Rows from a pointing dataset:
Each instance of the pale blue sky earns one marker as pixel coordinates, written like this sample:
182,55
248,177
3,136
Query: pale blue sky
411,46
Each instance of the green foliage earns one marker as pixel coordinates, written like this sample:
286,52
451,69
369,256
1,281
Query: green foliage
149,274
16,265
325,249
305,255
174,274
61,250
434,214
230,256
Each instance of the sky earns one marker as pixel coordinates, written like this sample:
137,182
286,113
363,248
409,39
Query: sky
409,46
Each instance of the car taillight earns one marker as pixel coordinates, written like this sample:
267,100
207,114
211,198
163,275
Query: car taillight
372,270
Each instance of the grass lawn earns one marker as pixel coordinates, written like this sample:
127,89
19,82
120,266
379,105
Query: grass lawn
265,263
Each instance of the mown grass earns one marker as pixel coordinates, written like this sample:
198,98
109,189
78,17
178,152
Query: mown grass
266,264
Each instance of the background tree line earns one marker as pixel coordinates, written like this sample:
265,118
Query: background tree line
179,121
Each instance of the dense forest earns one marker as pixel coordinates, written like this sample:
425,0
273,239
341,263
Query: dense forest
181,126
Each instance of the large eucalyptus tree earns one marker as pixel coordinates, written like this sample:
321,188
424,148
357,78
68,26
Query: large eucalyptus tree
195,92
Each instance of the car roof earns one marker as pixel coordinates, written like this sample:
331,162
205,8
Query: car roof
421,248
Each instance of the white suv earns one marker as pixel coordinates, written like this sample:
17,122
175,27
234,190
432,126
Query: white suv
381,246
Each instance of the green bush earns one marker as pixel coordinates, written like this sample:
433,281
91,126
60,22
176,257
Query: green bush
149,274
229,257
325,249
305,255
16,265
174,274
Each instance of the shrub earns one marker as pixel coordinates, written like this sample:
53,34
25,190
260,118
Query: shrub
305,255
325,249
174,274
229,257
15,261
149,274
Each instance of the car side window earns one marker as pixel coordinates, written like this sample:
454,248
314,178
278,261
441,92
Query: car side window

> _WORK REQUIRED_
Write out every line of all the items above as a JSON list of strings, one string per line, leaving out any blank lines.

> _REPLY_
[
  "Each instance of the pale blue sky earns one marker as pixel coordinates, written like this sample:",
  "182,55",
  "248,177",
  "3,136",
  "Query: pale blue sky",
  "411,46",
  "Each instance of the green foliage earns one marker as pixel coordinates, written like this sample:",
  "286,52",
  "451,69",
  "369,256",
  "1,281",
  "Query: green foliage",
  "149,274",
  "16,265",
  "325,249",
  "305,255",
  "174,274",
  "61,250",
  "434,214",
  "230,256",
  "Each instance of the sky earns one marker as pixel coordinates, written like this sample:",
  "137,182",
  "286,113",
  "363,248",
  "409,39",
  "Query: sky",
  "409,46",
  "Each instance of the car taillight earns one marker as pixel coordinates, written like this sample:",
  "267,100",
  "207,114",
  "211,198",
  "163,275",
  "Query: car taillight",
  "372,270",
  "Each instance of the grass lawn earns one marker as pixel coordinates, written like this sample:",
  "127,89",
  "19,82",
  "120,266",
  "379,105",
  "Query: grass lawn",
  "265,263",
  "Each instance of the mown grass earns one marker as pixel coordinates, written like this sample:",
  "198,98",
  "109,189",
  "78,17",
  "178,152",
  "Query: mown grass",
  "266,264",
  "Each instance of the background tree line earns one marker as pixel coordinates, written like this sample:",
  "265,118",
  "Query: background tree line",
  "179,121",
  "Each instance of the dense forest earns one marker as pixel coordinates, written like this sample:",
  "425,0",
  "273,239",
  "341,263",
  "Query: dense forest",
  "181,126",
  "Each instance of the large eucalyptus tree earns one marker as pixel coordinates, written like this sample:",
  "321,188",
  "424,148",
  "357,78",
  "68,26",
  "Query: large eucalyptus tree",
  "195,92",
  "Each instance of the car roof earns one marker as pixel coordinates, written like this sample:",
  "331,162",
  "205,8",
  "Query: car roof",
  "421,248",
  "Each instance of the white suv earns one marker as pixel coordinates, written like this sample:",
  "17,122",
  "175,27",
  "234,190",
  "432,126",
  "Query: white suv",
  "381,246",
  "Each instance of the green bush earns one marker as pixel coordinates, written like this sample:",
  "433,281",
  "91,126",
  "60,22",
  "176,257",
  "Query: green bush",
  "149,274",
  "229,257",
  "325,249",
  "305,255",
  "16,265",
  "174,274",
  "Each instance of the shrub earns one marker as pixel coordinates, written like this sample:",
  "53,34",
  "25,190",
  "260,118",
  "Query: shrub",
  "305,255",
  "325,249",
  "174,274",
  "229,257",
  "15,261",
  "149,274",
  "Each instance of the car side window earns one marker as pixel coordinates, written like this sample:",
  "454,248",
  "314,178",
  "278,261",
  "441,92",
  "Query: car side window"
]